WHAT THE EXERCISE ASKS »
Change each "rice noodle" in the records below to "egg noodle", then write out every line again with everything else left the same.

LISTED RECORDS »
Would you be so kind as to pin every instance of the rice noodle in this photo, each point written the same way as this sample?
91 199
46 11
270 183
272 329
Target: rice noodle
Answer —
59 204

FINAL RESULT »
Would you be so kind as to pin every instance of the egg noodle in this photo, each point written the same way as this sample?
91 199
46 11
270 183
272 329
Target: egg noodle
Answer —
59 204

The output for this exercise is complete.